(Required action): The required output is every entry, printed exactly as written.

(Data):
::::::::::
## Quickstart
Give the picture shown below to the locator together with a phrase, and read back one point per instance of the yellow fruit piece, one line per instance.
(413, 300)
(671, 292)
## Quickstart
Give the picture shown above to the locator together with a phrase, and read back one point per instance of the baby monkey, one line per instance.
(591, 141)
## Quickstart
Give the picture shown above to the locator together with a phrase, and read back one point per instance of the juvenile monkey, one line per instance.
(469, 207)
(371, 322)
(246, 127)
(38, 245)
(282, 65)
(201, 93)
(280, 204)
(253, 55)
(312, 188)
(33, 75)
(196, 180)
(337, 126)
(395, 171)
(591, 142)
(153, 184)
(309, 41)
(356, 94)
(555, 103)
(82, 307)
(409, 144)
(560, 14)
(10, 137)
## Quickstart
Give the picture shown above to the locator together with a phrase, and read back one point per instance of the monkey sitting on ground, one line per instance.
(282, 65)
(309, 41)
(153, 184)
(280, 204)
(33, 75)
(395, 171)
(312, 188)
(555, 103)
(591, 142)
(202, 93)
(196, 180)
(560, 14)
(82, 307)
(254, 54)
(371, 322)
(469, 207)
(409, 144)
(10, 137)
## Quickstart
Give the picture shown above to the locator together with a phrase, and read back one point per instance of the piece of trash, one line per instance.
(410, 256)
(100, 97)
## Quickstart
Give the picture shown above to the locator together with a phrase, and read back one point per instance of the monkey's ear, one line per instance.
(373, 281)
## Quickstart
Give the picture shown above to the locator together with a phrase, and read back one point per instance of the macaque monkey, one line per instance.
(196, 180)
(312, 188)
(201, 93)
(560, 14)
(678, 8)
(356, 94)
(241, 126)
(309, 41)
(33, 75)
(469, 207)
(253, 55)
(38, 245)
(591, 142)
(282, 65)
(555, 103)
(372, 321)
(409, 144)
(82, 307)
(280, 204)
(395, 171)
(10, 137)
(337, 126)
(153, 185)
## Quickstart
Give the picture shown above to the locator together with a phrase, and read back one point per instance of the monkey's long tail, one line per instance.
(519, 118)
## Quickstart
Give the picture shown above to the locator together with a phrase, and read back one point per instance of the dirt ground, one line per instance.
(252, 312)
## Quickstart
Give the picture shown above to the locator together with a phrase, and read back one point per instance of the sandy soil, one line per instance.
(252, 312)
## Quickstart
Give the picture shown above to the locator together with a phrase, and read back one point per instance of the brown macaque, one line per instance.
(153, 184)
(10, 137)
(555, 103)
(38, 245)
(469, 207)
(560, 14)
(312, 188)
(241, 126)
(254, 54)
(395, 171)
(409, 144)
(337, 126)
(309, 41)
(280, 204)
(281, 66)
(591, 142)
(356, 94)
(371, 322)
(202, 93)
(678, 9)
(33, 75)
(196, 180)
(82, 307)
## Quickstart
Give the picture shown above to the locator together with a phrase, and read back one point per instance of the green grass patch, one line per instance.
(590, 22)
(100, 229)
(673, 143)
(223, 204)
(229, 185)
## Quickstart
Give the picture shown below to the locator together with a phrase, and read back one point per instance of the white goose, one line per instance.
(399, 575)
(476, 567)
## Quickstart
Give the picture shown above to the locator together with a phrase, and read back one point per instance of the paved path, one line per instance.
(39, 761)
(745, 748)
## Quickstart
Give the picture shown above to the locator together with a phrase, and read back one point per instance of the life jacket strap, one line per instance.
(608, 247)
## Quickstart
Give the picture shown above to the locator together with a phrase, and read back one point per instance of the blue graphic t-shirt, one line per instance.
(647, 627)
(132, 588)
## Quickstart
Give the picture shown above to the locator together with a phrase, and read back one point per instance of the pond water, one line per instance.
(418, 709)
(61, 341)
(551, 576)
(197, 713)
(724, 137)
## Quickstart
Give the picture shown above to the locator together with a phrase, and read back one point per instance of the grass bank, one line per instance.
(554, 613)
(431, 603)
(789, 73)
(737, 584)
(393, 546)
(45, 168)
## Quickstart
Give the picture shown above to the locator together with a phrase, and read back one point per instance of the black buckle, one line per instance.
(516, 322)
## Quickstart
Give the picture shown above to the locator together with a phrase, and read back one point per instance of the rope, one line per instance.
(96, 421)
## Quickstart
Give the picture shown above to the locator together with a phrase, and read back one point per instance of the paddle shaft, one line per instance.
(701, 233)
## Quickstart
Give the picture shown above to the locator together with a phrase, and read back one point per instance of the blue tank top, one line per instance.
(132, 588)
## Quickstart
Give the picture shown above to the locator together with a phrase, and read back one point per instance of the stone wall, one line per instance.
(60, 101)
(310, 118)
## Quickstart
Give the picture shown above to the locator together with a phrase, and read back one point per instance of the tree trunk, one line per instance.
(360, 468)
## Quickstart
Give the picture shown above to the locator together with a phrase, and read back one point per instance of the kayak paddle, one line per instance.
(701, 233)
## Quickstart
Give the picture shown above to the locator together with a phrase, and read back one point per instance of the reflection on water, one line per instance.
::::::::::
(Expected answer):
## Quickstart
Give the picture shown below to the locator together with a phrase, and read back one point per instance of the yellow fruit piece, one line per instance.
(413, 300)
(671, 292)
## Quickstart
Give the picture shown above to the locator together with a phrase, and read back one point per instance of the baby monkey, one line per instance.
(591, 141)
## Quickstart
Give the picture shown above to the locator together with a phrase, and read back one point per instance of the juvenile monkey, one line per instance.
(469, 207)
(371, 322)
(246, 127)
(38, 245)
(282, 65)
(201, 93)
(280, 204)
(253, 55)
(312, 188)
(33, 75)
(196, 180)
(337, 126)
(395, 171)
(591, 142)
(153, 184)
(309, 41)
(356, 94)
(555, 103)
(82, 307)
(409, 144)
(560, 14)
(10, 137)
## Quickstart
Give the picture shown above to the locator together with a phrase, and read back one point per instance of the monkey sitting on ground, one line per instance.
(282, 65)
(309, 41)
(153, 184)
(280, 204)
(33, 75)
(395, 171)
(312, 188)
(555, 103)
(591, 142)
(202, 93)
(196, 180)
(560, 14)
(82, 307)
(254, 54)
(371, 322)
(469, 207)
(409, 144)
(10, 137)
## Quickstart
Give the picture shown above to the locator together with a phrase, and read back one point per instance of the piece of trash, one line per instance.
(410, 256)
(100, 97)
## Quickstart
Give the picture shown above to the locator together with a phrase, and read back one point per instance of the monkey's ear, one line per instance.
(373, 281)
## Quickstart
Give the picture shown above to the locator together with a phrase, and read back one point per instance of the macaque monkey, one line per instance.
(196, 180)
(312, 188)
(201, 93)
(560, 14)
(678, 8)
(356, 94)
(241, 126)
(309, 41)
(33, 75)
(469, 207)
(253, 55)
(38, 245)
(591, 142)
(282, 65)
(555, 103)
(372, 321)
(409, 144)
(82, 307)
(280, 204)
(395, 171)
(10, 137)
(337, 126)
(153, 185)
## Quickstart
Give the picture shown above to the locator together with a phrase, and read back one point per instance of the monkey's long tail, one line per instance.
(519, 118)
## Quickstart
Give the picture shown above to the locator together with a phrase, and read back one point per instance of the dirt ground, one line per instance.
(252, 312)
## Quickstart
Give the picture shown above to the locator together with a phrase, and read back one point per instance of the sandy soil, one line per instance.
(252, 312)
## Quickstart
Give the picture shown above to the locator together with a phrase, and read back one point per instance of the brown macaque, one line per instance.
(153, 184)
(10, 137)
(555, 103)
(38, 245)
(469, 207)
(560, 14)
(312, 188)
(241, 126)
(254, 54)
(395, 171)
(409, 144)
(337, 126)
(309, 41)
(280, 204)
(281, 66)
(591, 142)
(356, 94)
(371, 322)
(202, 93)
(678, 9)
(33, 75)
(196, 180)
(82, 307)
## Quickstart
Give the picture shown above to the locator together with a phrase, and read back one point per instance of the green grass patch, one line per instance.
(590, 22)
(100, 229)
(673, 143)
(223, 204)
(229, 185)
## Quickstart
Give the picture shown below to the locator together with a phrase, and read back one point per instance of the white goose, one line per instance.
(399, 575)
(476, 567)
## Quickstart
Give the picture shown above to the locator together with a phrase, and read back one point per instance of the paved path, one line per instance.
(39, 761)
(745, 748)
## Quickstart
Give the picture shown above to the locator together with a phrase, and read back one point per instance of the life jacket strap, one line per instance.
(608, 247)
## Quickstart
Give the picture shown above to the locator together with a phrase, and read back one point per instance of the blue graphic t-shirt, one line per instance.
(647, 627)
(132, 588)
## Quickstart
Give the picture shown above to the locator together with a phrase, and read back one point per instance of the pond water, one line per instance.
(418, 709)
(61, 341)
(551, 576)
(197, 713)
(724, 137)
## Quickstart
Give the picture shown above to the locator together with a phrase, and read back one point per instance of the grass bank, one line per instance.
(554, 613)
(431, 603)
(789, 73)
(737, 584)
(393, 546)
(45, 168)
## Quickstart
Give the picture shown above to the locator together with a phrase, and read back one point per instance of the black buckle, one line per instance.
(516, 322)
## Quickstart
Give the picture shown above to the locator together with a phrase, and read back one point per instance of the rope, one line per instance.
(96, 421)
## Quickstart
Give the picture shown above to the locator together with a phrase, and read back one point per instance of the paddle shaft, one line per instance.
(701, 233)
## Quickstart
Give the picture shown above to the locator together with a phrase, and read back one point per instance of the blue tank top, one line per instance.
(132, 588)
## Quickstart
Give the picture shown above to the locator together with a phrase, and read back one point per instance of the stone wall, one line per instance.
(60, 101)
(310, 118)
## Quickstart
Give the picture shown above to the locator together with a phrase, and read back one point per instance of the tree trunk, one line per instance.
(360, 468)
## Quickstart
Give the picture shown above to the locator together with a phrase, and read back one point per instance of the kayak paddle, one line per instance.
(701, 233)
## Quickstart
Give the picture shown above to the locator together with a phrase, and read back one point per instance of the reflection on water, one line per instance.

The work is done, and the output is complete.